**** Provided records ****

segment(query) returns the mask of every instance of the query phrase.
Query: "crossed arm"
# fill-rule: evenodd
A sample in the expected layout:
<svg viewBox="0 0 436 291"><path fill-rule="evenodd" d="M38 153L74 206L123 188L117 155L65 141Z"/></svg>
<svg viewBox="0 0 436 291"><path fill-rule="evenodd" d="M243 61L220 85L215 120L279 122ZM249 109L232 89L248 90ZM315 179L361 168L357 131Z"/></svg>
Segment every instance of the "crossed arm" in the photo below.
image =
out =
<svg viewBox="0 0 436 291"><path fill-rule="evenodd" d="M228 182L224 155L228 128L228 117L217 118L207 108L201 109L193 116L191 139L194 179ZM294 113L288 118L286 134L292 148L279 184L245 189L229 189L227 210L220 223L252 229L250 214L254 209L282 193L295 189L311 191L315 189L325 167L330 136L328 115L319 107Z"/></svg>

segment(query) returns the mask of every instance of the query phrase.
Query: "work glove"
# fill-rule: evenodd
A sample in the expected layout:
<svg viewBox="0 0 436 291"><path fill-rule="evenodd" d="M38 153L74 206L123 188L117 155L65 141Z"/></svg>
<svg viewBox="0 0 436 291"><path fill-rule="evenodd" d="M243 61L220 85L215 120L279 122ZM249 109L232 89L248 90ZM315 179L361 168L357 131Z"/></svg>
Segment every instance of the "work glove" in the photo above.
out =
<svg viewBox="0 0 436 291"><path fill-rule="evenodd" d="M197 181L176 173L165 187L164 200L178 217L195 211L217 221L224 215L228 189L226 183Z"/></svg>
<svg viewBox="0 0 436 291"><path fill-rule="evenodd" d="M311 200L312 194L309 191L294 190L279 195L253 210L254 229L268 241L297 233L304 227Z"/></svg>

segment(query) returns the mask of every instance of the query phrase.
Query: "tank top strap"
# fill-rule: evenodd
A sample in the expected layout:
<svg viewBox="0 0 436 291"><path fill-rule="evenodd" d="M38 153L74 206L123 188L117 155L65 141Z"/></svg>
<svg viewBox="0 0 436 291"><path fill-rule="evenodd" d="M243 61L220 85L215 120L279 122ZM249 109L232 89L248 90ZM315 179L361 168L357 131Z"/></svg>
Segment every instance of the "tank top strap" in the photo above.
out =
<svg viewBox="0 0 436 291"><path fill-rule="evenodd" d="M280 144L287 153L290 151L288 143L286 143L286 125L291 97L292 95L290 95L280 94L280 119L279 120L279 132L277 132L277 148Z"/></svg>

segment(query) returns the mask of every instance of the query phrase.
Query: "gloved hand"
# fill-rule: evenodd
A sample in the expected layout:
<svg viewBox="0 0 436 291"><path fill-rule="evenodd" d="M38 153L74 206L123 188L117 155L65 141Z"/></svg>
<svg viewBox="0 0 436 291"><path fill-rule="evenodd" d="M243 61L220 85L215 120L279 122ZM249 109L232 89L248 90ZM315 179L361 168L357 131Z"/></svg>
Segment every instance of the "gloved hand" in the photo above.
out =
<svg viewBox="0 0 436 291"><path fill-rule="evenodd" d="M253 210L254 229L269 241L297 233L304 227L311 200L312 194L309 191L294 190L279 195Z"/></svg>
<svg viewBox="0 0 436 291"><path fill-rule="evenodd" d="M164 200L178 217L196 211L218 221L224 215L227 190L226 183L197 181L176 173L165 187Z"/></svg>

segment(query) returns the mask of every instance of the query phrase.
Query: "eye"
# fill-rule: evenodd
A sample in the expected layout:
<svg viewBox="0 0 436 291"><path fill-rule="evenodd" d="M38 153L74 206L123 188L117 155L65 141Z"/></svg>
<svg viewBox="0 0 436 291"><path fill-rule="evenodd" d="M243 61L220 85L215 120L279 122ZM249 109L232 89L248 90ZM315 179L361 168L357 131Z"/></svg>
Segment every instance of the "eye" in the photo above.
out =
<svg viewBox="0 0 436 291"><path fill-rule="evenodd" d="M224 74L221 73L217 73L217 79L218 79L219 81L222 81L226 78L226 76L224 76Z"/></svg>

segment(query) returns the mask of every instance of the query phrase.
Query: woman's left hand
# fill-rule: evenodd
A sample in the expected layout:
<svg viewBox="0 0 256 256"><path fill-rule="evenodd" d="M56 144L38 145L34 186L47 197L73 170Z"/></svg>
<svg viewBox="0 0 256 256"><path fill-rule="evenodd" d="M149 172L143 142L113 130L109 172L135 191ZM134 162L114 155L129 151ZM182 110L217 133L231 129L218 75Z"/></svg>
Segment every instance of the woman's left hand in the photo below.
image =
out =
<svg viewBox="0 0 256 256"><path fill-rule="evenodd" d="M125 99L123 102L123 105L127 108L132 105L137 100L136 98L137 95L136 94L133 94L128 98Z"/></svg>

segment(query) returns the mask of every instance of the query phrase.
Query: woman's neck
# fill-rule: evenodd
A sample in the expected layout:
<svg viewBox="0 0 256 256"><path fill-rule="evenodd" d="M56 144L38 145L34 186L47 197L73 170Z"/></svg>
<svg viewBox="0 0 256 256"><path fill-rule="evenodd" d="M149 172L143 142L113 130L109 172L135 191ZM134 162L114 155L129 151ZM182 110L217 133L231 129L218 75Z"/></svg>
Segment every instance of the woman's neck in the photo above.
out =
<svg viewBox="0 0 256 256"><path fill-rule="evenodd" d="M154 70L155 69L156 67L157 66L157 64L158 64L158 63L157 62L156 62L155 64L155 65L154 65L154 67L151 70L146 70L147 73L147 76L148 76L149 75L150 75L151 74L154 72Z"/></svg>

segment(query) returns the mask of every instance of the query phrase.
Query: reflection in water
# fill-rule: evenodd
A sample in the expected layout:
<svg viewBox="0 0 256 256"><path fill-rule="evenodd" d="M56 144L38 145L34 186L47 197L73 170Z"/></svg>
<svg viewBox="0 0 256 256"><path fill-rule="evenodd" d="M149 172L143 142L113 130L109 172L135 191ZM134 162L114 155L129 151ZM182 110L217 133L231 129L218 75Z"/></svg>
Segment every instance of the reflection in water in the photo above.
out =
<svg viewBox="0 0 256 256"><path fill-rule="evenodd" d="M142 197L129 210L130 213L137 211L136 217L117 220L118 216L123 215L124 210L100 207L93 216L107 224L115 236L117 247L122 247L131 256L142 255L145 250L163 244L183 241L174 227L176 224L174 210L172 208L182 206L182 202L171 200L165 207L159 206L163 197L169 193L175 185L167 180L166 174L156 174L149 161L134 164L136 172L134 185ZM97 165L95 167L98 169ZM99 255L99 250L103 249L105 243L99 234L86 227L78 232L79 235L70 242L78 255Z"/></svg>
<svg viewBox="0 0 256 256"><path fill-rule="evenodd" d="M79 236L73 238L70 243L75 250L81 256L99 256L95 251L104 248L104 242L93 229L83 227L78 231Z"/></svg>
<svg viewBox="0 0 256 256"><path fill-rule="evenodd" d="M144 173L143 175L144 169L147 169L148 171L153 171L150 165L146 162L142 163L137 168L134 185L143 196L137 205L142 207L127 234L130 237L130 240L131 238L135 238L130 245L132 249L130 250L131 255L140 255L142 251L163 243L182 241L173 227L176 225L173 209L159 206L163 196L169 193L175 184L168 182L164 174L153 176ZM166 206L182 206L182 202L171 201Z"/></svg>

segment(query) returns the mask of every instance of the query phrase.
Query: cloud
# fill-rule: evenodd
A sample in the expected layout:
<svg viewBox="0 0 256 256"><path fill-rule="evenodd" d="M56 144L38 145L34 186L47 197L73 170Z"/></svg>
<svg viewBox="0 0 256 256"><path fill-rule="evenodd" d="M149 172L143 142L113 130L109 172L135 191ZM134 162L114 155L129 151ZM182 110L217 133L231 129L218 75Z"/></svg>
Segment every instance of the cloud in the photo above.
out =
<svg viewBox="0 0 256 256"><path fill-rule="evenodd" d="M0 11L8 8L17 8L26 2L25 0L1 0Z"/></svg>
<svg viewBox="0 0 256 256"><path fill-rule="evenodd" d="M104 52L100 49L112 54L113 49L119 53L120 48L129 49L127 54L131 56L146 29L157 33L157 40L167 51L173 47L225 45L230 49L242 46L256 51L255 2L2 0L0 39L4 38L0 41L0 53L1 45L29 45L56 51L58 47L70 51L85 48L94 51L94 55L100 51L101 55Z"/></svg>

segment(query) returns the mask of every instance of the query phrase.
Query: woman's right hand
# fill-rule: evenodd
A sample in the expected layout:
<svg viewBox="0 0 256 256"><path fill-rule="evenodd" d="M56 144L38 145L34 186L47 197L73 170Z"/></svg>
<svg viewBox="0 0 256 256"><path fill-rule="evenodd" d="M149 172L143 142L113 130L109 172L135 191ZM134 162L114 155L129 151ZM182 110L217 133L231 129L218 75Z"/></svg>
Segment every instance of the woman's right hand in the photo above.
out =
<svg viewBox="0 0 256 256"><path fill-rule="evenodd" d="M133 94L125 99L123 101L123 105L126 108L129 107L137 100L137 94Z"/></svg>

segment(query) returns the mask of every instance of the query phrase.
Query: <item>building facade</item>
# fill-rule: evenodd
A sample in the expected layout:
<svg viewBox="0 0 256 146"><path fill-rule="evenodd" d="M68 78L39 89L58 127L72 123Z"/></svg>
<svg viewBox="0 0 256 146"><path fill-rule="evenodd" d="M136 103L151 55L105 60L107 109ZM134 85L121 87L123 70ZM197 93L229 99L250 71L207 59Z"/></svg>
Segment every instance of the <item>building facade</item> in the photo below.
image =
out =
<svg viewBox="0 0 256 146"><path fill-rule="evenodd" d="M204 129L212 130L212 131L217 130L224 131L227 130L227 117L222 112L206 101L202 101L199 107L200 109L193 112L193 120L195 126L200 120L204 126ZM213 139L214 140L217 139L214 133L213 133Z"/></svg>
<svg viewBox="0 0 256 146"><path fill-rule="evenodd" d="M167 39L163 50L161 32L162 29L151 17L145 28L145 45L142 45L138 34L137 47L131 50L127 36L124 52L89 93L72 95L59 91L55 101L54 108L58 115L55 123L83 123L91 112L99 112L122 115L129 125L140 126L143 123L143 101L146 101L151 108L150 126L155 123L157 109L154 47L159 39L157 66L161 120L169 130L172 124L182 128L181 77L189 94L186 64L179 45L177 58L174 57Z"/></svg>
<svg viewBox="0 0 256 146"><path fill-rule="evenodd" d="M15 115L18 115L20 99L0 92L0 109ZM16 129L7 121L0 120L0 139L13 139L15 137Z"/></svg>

****

## Work to be completed:
Collect and copy out in full every line of the records above that contains the word "hand".

## Worked answer:
Query: "gloved hand"
Segment every instance of the "gloved hand" in the photo above.
Query: woman's left hand
Segment every instance of the woman's left hand in the photo below.
Query: woman's right hand
Segment every instance of the woman's right hand in the photo above.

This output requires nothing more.